_The request:_
Format the material below as a numbered list, one line per item and no blank lines. Leave out the pictures.

START Provided information

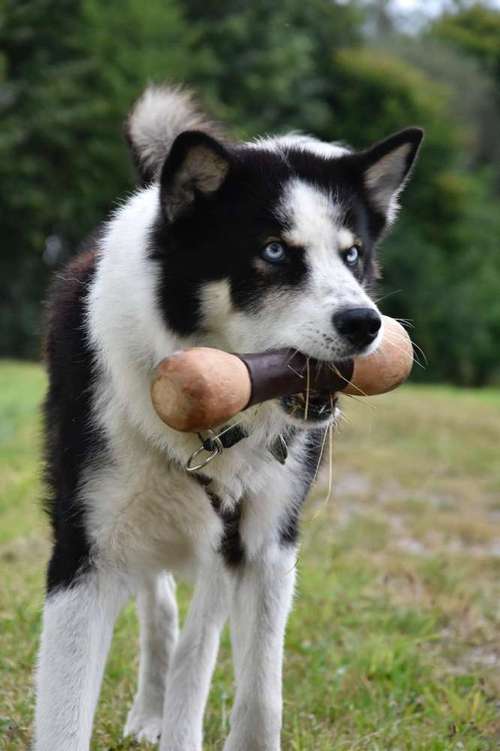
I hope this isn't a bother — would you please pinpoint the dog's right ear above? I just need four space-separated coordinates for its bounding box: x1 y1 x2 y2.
160 131 230 222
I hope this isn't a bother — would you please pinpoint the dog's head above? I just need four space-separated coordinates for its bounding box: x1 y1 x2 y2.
130 87 422 424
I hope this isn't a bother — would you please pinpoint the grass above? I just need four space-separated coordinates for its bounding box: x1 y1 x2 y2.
0 362 500 751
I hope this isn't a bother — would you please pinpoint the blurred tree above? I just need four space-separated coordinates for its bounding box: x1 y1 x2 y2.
0 0 500 384
184 0 363 138
0 0 195 355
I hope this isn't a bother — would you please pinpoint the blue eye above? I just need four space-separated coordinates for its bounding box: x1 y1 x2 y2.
260 240 286 263
343 245 360 266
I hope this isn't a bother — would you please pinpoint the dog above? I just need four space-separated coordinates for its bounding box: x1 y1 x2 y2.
34 86 422 751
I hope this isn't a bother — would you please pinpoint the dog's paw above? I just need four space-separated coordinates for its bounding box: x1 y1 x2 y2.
123 702 162 744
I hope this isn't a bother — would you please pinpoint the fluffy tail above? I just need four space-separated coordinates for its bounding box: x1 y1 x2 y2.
125 86 222 184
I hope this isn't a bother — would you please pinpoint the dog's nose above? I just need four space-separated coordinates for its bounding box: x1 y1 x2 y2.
333 308 382 348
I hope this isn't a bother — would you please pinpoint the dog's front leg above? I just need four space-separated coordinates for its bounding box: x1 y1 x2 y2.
33 571 127 751
160 553 227 751
124 573 178 743
224 542 296 751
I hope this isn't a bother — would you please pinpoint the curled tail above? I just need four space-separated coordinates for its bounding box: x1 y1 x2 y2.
125 85 222 184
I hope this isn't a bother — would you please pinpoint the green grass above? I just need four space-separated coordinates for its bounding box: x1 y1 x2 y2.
0 362 500 751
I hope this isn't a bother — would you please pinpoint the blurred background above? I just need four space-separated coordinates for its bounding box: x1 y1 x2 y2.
0 0 500 386
0 0 500 751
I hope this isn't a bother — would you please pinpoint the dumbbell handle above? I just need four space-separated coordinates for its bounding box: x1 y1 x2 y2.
151 316 413 432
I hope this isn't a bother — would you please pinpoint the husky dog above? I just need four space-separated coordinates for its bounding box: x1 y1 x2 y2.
34 87 422 751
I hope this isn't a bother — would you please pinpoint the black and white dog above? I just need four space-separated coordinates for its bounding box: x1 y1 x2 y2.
34 87 422 751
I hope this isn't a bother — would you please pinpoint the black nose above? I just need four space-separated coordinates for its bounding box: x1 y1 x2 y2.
333 308 382 347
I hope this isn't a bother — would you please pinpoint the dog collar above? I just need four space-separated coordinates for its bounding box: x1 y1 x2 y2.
186 424 292 473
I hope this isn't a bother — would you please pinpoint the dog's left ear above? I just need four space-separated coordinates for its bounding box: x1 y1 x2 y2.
160 131 230 222
361 128 424 222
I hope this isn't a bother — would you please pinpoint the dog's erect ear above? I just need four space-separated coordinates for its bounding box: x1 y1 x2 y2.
361 128 424 222
160 131 230 222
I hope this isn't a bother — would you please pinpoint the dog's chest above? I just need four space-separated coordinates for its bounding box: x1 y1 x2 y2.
88 428 296 572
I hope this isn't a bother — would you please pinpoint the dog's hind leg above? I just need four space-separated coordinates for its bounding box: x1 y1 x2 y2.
124 573 178 743
160 553 227 751
224 542 296 751
33 570 128 751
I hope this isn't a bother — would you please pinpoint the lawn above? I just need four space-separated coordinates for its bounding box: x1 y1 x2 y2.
0 362 500 751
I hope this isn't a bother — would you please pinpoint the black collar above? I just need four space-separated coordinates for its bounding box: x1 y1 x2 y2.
200 425 295 464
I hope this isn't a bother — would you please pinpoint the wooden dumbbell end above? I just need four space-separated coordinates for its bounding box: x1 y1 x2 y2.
343 316 413 396
151 347 251 432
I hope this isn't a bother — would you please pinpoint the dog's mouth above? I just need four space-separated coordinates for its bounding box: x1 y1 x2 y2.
280 391 337 422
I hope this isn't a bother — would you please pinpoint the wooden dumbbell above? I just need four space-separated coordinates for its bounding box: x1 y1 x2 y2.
151 316 413 432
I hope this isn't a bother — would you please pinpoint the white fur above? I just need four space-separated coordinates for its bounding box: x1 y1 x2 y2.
128 86 220 175
124 574 178 743
247 133 351 159
365 143 412 224
34 572 128 751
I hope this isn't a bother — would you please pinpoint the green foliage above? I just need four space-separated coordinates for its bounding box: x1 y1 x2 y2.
0 0 500 384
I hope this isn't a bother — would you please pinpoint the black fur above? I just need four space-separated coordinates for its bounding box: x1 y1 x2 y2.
280 428 328 545
44 251 104 593
150 137 406 335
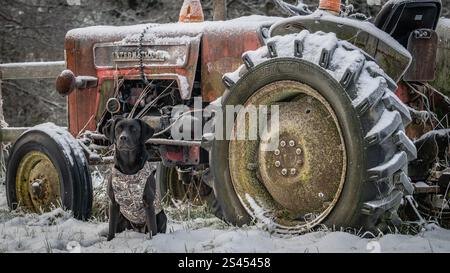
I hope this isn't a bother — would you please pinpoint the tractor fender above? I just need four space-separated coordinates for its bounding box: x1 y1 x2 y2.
270 11 412 82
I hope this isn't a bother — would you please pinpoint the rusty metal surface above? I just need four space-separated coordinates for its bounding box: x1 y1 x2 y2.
228 81 346 231
403 29 438 81
0 61 66 80
270 14 411 81
65 18 276 135
431 18 450 96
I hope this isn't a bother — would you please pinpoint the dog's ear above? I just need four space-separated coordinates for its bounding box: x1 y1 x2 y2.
138 119 155 143
102 116 123 144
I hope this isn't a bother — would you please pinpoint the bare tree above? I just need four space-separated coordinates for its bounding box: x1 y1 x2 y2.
213 0 227 21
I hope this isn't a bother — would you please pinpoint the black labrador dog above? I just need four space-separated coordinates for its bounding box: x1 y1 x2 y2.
103 116 167 241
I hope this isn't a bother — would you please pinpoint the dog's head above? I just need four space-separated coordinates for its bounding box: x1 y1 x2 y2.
103 116 155 151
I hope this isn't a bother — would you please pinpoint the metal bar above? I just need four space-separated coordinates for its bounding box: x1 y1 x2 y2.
0 127 30 142
146 138 202 147
0 61 66 80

END Provided information

_Result:_
1. I hope this isn't a bother — would you please pinpoint the dog's right ear above? I just need four space-separated coordinates for its bounding box: x1 y1 x2 y2.
2. 160 131 230 222
3. I hope this isn't a bother — would you please pinpoint the dog's head above? I just need four space-separated coordinates for its bounding box: x1 y1 x2 y2.
4. 130 87 422 424
5. I hope this isn't a bother — would you please pinpoint the grass above? I just need four space-separated coordinates for its bounding box: x1 y1 x2 y2.
6. 0 362 500 751
7. I hope this isn't a bother — would you please pinpoint the blurred tree above? I just need four space-separated coordinates for its bounding box: x1 y1 x2 y2.
8. 0 0 500 384
9. 184 0 363 138
10. 0 0 195 355
11. I hope this isn't a bother — would you please pinpoint the blue eye above? I just need four space-separated coordinates for its bounding box: x1 y1 x2 y2.
12. 260 240 286 263
13. 343 245 360 266
14. I hope this isn't a bother — would you please pinpoint the dog above? I just need four space-separated coordinates for its bounding box: x1 y1 x2 y2.
15. 34 86 422 751
16. I hope this isn't a bother — would you please pinpoint the dog's paw above? I just need four space-separated coordinates for its bounding box: x1 y1 x2 y2.
17. 123 702 162 744
18. I hope this isn't a bother — would you please pinpoint the fluffy tail above? I just need four space-separated coordinates for its bounding box: x1 y1 x2 y2.
19. 125 86 222 184
20. I hope this isn't a bother — would you please pinpoint the dog's nose above? I just need four space-separated coordinates for its bounding box: x1 y1 x2 y2.
21. 333 308 382 348
22. I hope this isn't a bother — would you please pinpoint the dog's front leg above? I just need four space-separated coordinates for its bounding box: x1 y1 x2 y2.
23. 33 571 127 751
24. 160 553 227 751
25. 124 573 178 743
26. 224 542 296 751
27. I hope this isn't a bother — would you please pinpoint the curled tail above? I just need four space-separated coordinates for its bounding box: x1 y1 x2 y2.
28. 125 85 222 184
29. I hope this isn't a bother — would you please pinpoint the green grass above? I just need four space-separated coordinates for its bounding box: x1 y1 x2 y2.
30. 0 362 500 751
31. I hope this isn't a bother — would you please pinpoint the blurred background above? I just need four space-separated coordinates for its bounding box: x1 y1 x2 y2.
32. 0 0 500 386
33. 0 0 500 751
34. I hope this isn't a bother — would you please pinpoint the dumbbell handle above? I just need four space-separated coordinates for its bounding box: x1 y1 x2 y2.
35. 151 316 413 432
36. I hope this isn't a bother — would you please pinpoint the husky dog above? I just need four space-separated coordinates for its bounding box: x1 y1 x2 y2.
37. 34 87 422 751
38. I hope this isn't a bother — would you please pinpoint the black and white dog above? I just need four space-separated coordinates for its bounding box: x1 y1 x2 y2.
39. 34 87 422 751
40. I hope this isn't a bother — would you please pinpoint the black nose above? I just need four space-separated coordinates for its bounding box: x1 y1 x2 y2.
41. 333 308 382 347
42. I hope this isn't a bother — would you please pinpoint the dog collar above? I just need four space-separated coordinates for its bounding box: x1 y1 x2 y2.
43. 186 424 292 473
44. I hope this isn't a bother — would you please pinpoint the dog's left ear above? I just need four space-separated coordinates for its bounding box: x1 y1 x2 y2.
45. 160 131 230 222
46. 361 128 424 222
47. I hope this isn't a bother — would you please pinpoint the dog's erect ear above? I just need four space-separated coordinates for its bounding box: x1 y1 x2 y2.
48. 361 128 424 222
49. 160 131 230 222
50. I hope this isn't a bother — would you please pinpoint the dog's chest above? I just need four space-separated coordinates for its bounding box: x1 y1 x2 y2.
51. 88 428 296 572
52. I hope this isn't a bother — would you please pinpoint the dog's hind leg above? I just need four space-separated coordinates for its bounding box: x1 y1 x2 y2.
53. 124 573 178 743
54. 160 553 227 751
55. 224 542 296 751
56. 33 570 128 751
57. I hope this isn't a bother — would you please pinpoint the lawn above? I just need four space-separated coordinates for its bounding box: x1 y1 x2 y2.
58. 0 362 500 751
59. I hope this isn't a bother — would you please pinpoint the black collar above? I just need four space-separated coordinates for its bounding box: x1 y1 x2 y2.
60. 200 425 295 464
61. I hope this isn't a bother — would you please pinpoint the wooden dumbbell end above? I just need four space-separated coordinates for its bounding box: x1 y1 x2 y2.
62. 343 316 413 396
63. 151 347 251 432
64. I hope this isn't a bother — would you please pinpoint the dog's mouth above? I just need four space-separated coordinates for its bounding box: x1 y1 x2 y2.
65. 280 391 337 422
66. I hope this isn't a bother — would you please pinpoint the wooden dumbbell above? I just need four space-separated coordinates for its bounding box: x1 y1 x2 y2.
67. 151 316 413 432
68. I hope this isn't a bother — would you please pinpoint the white fur above? I just need four space-separated coordinates for its bounding box: x1 y1 x2 y2.
69. 128 86 220 175
70. 124 574 178 743
71. 247 133 351 159
72. 365 143 412 224
73. 34 572 128 751
74. I hope this isn't a bother — would you please pinpoint the green foliage above? I just need four space-separated coordinates for its bounding box: x1 y1 x2 y2.
75. 0 0 500 384
76. I hope this isn't a bother — would you please pinpoint the black fur above? I just need four space-separated coordinates for its bounding box: x1 y1 x2 y2.
77. 280 428 328 545
78. 44 251 104 593
79. 150 137 406 335
80. I hope this isn't a bother — would you please pinpoint the tractor fender above? I just need four space-separated coordinates for its bounding box: x1 y1 x2 y2.
81. 270 11 412 82
82. I hope this isn't a bother — would you please pinpoint the rusty metal surface above? I just need four space-separated coordinates for its bounding box: x1 y1 x2 y2.
83. 228 81 346 231
84. 403 29 438 81
85. 0 61 66 80
86. 270 14 411 81
87. 65 18 276 135
88. 431 18 450 96
89. I hope this isn't a bother — would you please pinpoint the dog's ear above? I just need four space-separated coordinates for its bounding box: x1 y1 x2 y2.
90. 138 119 155 143
91. 102 116 123 144
92. I hope this isn't a bother — would you please pinpoint the bare tree above? I just need four space-separated coordinates for its bounding box: x1 y1 x2 y2.
93. 213 0 227 21
94. I hope this isn't a bother — would you please pinpoint the black labrador dog above? I just need four space-separated coordinates for its bounding box: x1 y1 x2 y2.
95. 103 116 167 241
96. I hope this isn't a bother — would you please pinpoint the dog's head above? I just need four space-separated coordinates for its bounding box: x1 y1 x2 y2.
97. 103 116 155 151
98. I hope this isn't a bother — would you please pinpoint the metal bar above? I just need four space-separated coordinates for its bounding box: x1 y1 x2 y2.
99. 0 127 30 142
100. 146 138 202 147
101. 0 61 66 80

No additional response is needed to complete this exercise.